*Exercise inputs*:

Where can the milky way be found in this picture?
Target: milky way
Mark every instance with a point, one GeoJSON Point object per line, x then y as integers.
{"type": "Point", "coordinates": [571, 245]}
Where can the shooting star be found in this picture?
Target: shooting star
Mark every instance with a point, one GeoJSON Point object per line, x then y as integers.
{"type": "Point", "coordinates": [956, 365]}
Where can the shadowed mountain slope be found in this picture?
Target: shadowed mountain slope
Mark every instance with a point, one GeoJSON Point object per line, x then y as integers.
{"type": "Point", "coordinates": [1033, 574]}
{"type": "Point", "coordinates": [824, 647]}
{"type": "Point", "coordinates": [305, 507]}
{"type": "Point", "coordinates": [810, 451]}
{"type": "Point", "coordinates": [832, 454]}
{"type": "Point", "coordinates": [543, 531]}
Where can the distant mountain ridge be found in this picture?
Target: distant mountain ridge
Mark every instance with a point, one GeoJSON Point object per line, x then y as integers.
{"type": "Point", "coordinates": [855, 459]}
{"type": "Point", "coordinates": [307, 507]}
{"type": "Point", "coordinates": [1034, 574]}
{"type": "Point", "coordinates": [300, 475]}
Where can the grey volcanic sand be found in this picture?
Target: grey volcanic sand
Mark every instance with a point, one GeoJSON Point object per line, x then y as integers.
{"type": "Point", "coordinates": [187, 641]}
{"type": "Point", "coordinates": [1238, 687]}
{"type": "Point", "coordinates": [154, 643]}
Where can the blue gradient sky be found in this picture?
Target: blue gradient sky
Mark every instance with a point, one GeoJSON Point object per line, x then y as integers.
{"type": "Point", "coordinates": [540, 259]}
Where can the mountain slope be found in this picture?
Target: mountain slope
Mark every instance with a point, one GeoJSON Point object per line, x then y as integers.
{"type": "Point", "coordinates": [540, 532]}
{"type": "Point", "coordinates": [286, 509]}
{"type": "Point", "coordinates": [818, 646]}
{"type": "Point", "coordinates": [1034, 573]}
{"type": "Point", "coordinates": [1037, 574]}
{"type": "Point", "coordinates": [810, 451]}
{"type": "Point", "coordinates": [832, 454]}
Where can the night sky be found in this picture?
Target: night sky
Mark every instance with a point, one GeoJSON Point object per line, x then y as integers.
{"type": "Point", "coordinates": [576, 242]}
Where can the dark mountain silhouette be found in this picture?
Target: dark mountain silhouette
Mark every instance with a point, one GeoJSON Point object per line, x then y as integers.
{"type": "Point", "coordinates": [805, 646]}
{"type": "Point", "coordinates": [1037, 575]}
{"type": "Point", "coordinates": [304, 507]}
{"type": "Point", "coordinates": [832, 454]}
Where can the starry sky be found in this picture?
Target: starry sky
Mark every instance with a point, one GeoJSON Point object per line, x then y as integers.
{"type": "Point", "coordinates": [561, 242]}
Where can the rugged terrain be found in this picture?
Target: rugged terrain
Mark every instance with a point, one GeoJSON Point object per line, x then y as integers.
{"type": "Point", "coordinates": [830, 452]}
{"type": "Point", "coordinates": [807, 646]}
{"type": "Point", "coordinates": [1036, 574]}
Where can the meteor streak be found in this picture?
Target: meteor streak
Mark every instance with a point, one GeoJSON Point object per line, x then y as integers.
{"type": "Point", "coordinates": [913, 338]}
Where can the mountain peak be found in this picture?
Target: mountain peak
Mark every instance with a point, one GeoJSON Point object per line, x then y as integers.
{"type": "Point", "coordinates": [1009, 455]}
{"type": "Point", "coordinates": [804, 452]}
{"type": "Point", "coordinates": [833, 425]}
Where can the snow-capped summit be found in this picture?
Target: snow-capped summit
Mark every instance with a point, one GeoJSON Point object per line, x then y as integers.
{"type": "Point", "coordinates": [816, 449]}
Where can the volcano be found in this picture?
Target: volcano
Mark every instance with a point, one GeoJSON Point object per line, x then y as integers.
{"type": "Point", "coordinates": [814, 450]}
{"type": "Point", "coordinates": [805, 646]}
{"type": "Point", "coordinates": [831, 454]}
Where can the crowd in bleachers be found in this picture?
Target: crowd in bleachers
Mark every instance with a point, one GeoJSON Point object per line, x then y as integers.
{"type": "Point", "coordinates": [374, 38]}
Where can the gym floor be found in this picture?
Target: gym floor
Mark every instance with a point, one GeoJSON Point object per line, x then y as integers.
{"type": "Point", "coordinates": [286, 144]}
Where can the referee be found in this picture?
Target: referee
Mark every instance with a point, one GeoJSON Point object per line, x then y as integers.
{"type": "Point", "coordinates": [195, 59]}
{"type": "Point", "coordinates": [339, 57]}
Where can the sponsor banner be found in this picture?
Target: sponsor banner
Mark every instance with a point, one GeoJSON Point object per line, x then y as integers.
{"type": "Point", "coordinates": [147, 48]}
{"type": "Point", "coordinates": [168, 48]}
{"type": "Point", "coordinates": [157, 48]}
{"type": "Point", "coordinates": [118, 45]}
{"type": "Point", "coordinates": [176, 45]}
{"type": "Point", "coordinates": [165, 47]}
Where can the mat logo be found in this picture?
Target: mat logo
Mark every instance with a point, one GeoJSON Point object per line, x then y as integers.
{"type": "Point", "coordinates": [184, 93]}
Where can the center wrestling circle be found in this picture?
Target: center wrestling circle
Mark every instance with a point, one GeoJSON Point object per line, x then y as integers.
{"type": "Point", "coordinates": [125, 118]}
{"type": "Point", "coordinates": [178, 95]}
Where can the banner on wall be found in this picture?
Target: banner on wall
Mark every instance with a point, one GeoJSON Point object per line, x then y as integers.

*Objective*: Please give the lines of the items as a JSON list of strings, one string per line, leaving out blank lines, starting with the line that contains "Where can the sponsor" and going on through the last line of the items.

*In response*:
[
  "Where can the sponsor banner be found in this picture?",
  "Target: sponsor banner",
  "Mark every instance with a point, one GeoJSON Point object per line, x then y as integers.",
  "{\"type\": \"Point\", \"coordinates\": [147, 48]}",
  "{\"type\": \"Point\", \"coordinates\": [168, 48]}",
  "{\"type\": \"Point\", \"coordinates\": [157, 48]}",
  "{\"type\": \"Point\", \"coordinates\": [118, 45]}",
  "{\"type\": \"Point\", \"coordinates\": [176, 45]}",
  "{\"type\": \"Point\", \"coordinates\": [165, 47]}",
  "Where can the mat logo be found in this picture?",
  "Target: mat logo",
  "Mark every instance with a point, one GeoJSON Point object per line, x then y as integers.",
  "{\"type\": \"Point\", \"coordinates\": [184, 93]}",
  "Where can the center wrestling circle be found in this picture?",
  "Target: center wrestling circle",
  "Mark every instance with a point, one GeoJSON Point object per line, x then y as integers.",
  "{\"type\": \"Point\", \"coordinates\": [125, 118]}",
  "{\"type\": \"Point\", \"coordinates\": [178, 95]}",
  "Where can the banner on wall be found in this picture?",
  "Target: banner on wall",
  "Mark every instance with a point, one GeoJSON Point object per line, x then y as integers."
]